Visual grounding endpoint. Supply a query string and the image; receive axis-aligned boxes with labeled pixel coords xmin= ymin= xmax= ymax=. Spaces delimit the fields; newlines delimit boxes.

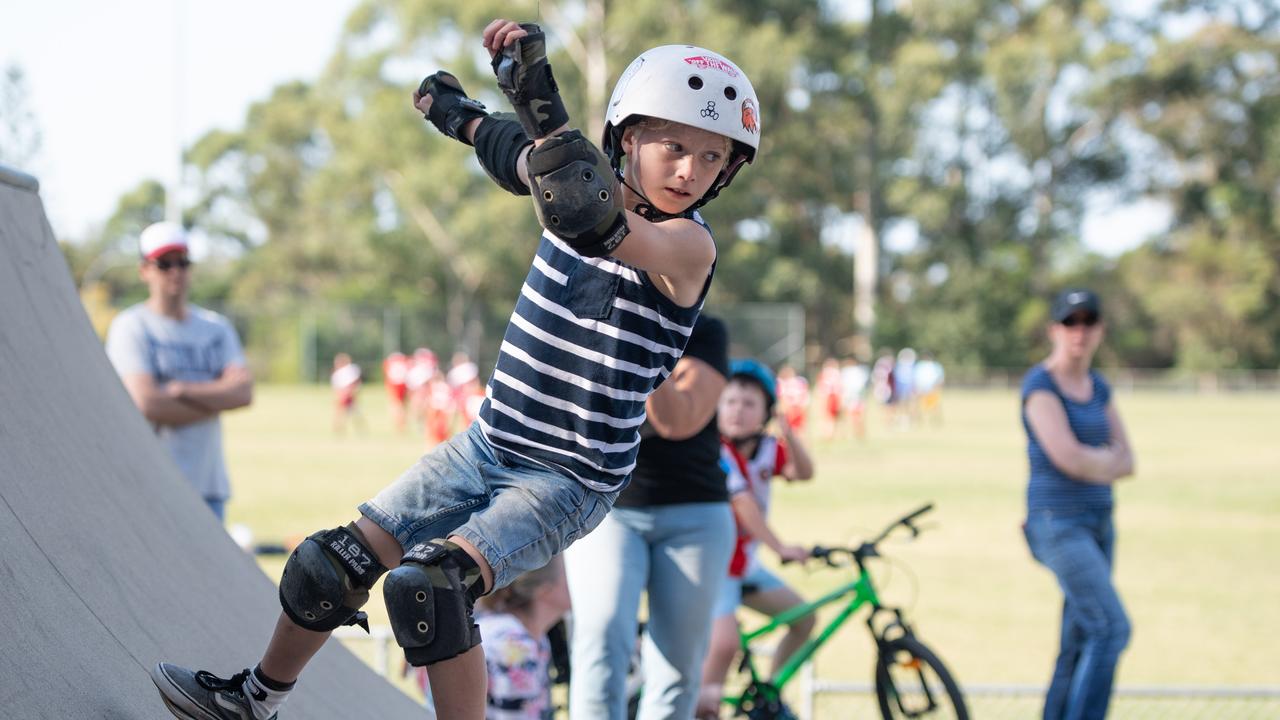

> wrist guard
xmin=493 ymin=23 xmax=568 ymax=140
xmin=417 ymin=70 xmax=489 ymax=145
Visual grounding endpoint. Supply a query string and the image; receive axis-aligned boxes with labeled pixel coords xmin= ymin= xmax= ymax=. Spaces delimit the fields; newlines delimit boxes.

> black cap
xmin=1051 ymin=287 xmax=1102 ymax=323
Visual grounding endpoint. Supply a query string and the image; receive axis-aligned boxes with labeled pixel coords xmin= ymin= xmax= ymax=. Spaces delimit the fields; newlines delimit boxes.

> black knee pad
xmin=529 ymin=129 xmax=630 ymax=258
xmin=280 ymin=524 xmax=387 ymax=633
xmin=383 ymin=539 xmax=484 ymax=666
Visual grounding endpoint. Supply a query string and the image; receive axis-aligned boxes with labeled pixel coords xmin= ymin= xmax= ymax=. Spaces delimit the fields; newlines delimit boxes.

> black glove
xmin=417 ymin=70 xmax=489 ymax=145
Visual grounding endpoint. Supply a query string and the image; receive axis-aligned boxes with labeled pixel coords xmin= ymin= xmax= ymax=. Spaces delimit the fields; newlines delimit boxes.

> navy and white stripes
xmin=480 ymin=226 xmax=710 ymax=492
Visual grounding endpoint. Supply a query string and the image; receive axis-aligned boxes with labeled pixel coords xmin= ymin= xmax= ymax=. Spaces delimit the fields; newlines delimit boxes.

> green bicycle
xmin=723 ymin=505 xmax=969 ymax=720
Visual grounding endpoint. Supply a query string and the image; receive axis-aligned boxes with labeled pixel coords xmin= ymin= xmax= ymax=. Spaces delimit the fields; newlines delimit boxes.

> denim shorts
xmin=712 ymin=557 xmax=787 ymax=618
xmin=360 ymin=423 xmax=618 ymax=588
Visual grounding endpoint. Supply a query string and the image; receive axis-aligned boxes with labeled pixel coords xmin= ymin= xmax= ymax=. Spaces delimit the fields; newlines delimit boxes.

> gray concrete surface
xmin=0 ymin=168 xmax=426 ymax=720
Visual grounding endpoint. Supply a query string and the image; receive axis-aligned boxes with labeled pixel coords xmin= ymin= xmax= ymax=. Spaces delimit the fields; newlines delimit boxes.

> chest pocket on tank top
xmin=564 ymin=263 xmax=622 ymax=320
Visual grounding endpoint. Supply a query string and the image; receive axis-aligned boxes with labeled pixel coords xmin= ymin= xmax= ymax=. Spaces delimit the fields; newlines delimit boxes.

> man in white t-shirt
xmin=106 ymin=223 xmax=253 ymax=519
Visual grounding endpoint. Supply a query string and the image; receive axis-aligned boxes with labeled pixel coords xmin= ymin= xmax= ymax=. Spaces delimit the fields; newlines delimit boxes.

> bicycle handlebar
xmin=809 ymin=502 xmax=933 ymax=566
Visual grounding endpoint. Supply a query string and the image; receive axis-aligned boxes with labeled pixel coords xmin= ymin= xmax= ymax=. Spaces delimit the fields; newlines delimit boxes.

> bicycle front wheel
xmin=876 ymin=635 xmax=969 ymax=720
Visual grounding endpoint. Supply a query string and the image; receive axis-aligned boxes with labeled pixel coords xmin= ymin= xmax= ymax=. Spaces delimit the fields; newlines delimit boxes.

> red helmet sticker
xmin=685 ymin=55 xmax=737 ymax=77
xmin=742 ymin=97 xmax=760 ymax=135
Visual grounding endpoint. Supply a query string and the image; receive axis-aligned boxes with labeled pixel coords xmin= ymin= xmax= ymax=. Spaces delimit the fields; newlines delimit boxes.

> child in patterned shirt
xmin=476 ymin=556 xmax=570 ymax=720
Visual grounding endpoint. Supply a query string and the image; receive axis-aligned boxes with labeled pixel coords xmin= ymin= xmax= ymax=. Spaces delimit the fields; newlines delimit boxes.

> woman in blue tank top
xmin=1021 ymin=290 xmax=1133 ymax=720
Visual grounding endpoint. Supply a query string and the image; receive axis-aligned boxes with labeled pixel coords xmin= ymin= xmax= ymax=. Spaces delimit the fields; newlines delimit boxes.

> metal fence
xmin=796 ymin=665 xmax=1280 ymax=720
xmin=334 ymin=625 xmax=1280 ymax=720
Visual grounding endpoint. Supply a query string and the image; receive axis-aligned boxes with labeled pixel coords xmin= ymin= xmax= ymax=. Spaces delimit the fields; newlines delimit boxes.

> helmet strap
xmin=616 ymin=149 xmax=680 ymax=223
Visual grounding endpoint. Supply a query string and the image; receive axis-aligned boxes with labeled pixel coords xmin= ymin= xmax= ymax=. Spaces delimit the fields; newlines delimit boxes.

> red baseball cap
xmin=138 ymin=222 xmax=188 ymax=260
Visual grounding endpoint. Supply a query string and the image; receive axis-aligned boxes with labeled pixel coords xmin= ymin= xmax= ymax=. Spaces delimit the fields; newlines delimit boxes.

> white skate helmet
xmin=600 ymin=45 xmax=760 ymax=210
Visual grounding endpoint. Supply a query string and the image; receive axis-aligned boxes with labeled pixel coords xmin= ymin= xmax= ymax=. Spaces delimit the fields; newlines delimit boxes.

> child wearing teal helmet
xmin=698 ymin=359 xmax=813 ymax=717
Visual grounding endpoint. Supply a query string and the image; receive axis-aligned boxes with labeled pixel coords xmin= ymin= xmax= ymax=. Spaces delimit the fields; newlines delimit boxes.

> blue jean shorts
xmin=712 ymin=557 xmax=787 ymax=618
xmin=360 ymin=423 xmax=618 ymax=588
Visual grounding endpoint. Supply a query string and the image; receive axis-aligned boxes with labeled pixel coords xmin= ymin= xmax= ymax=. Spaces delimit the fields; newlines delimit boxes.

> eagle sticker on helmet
xmin=685 ymin=55 xmax=737 ymax=77
xmin=742 ymin=97 xmax=760 ymax=135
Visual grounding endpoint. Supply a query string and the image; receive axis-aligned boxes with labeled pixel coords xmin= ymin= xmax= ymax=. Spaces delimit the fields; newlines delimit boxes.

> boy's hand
xmin=413 ymin=70 xmax=489 ymax=145
xmin=484 ymin=18 xmax=538 ymax=59
xmin=484 ymin=18 xmax=568 ymax=140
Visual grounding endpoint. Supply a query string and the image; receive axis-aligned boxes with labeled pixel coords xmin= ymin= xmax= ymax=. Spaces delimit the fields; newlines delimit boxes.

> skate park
xmin=0 ymin=167 xmax=422 ymax=719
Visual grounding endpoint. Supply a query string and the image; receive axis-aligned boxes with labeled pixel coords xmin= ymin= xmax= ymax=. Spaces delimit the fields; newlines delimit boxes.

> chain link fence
xmin=334 ymin=625 xmax=1280 ymax=720
xmin=796 ymin=673 xmax=1280 ymax=720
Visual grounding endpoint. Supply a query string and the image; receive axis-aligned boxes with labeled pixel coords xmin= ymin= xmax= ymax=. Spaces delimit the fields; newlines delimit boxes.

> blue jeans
xmin=564 ymin=502 xmax=735 ymax=720
xmin=360 ymin=423 xmax=618 ymax=588
xmin=1025 ymin=509 xmax=1130 ymax=720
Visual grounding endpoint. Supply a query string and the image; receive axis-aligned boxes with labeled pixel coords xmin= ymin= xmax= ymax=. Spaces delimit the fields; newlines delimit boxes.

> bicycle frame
xmin=724 ymin=564 xmax=881 ymax=705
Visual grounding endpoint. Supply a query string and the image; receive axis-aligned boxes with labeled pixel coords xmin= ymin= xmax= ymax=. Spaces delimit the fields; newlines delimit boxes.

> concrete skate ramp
xmin=0 ymin=167 xmax=426 ymax=720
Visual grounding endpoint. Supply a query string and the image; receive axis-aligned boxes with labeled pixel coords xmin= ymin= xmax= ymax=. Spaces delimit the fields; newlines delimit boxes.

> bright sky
xmin=0 ymin=0 xmax=357 ymax=240
xmin=0 ymin=0 xmax=1167 ymax=254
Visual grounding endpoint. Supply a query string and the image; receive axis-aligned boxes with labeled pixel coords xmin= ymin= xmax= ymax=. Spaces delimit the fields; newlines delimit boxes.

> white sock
xmin=244 ymin=667 xmax=294 ymax=720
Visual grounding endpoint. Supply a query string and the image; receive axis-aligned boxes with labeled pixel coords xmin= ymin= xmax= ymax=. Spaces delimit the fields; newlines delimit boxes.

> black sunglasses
xmin=152 ymin=258 xmax=193 ymax=272
xmin=1062 ymin=313 xmax=1102 ymax=328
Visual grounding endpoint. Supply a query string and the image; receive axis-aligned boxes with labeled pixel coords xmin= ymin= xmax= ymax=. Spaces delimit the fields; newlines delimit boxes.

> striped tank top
xmin=480 ymin=225 xmax=710 ymax=492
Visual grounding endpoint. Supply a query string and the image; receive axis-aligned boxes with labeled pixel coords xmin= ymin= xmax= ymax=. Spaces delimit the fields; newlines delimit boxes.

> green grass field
xmin=225 ymin=387 xmax=1280 ymax=716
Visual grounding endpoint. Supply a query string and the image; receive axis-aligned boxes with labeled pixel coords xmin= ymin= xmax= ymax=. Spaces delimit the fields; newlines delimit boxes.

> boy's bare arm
xmin=730 ymin=492 xmax=809 ymax=562
xmin=645 ymin=355 xmax=724 ymax=439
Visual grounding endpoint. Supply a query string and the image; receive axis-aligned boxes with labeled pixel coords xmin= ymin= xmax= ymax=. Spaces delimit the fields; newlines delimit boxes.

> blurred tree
xmin=0 ymin=64 xmax=41 ymax=170
xmin=1112 ymin=0 xmax=1280 ymax=370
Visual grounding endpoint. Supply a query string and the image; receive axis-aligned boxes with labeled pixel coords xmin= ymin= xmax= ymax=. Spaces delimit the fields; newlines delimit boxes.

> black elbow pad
xmin=474 ymin=113 xmax=534 ymax=195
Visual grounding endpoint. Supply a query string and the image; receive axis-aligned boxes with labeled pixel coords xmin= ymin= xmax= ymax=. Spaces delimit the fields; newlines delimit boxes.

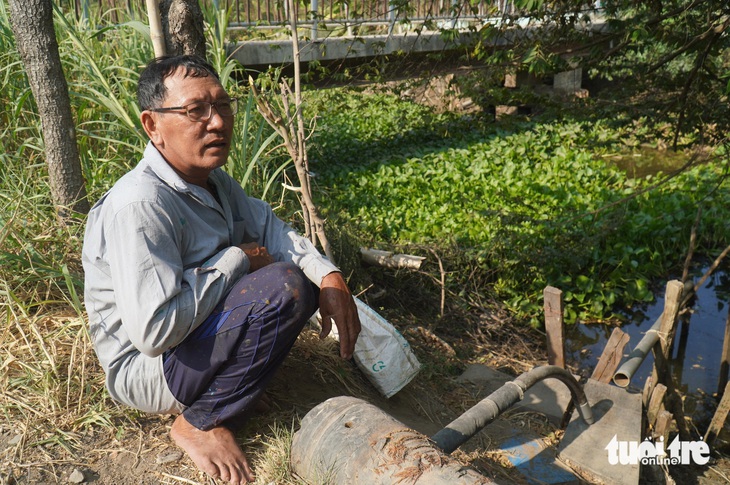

━━━━━━━━

The exercise:
Tally the lines in the listing above that contain the string "tank". Reply with the number alone.

Solution to the exercise:
3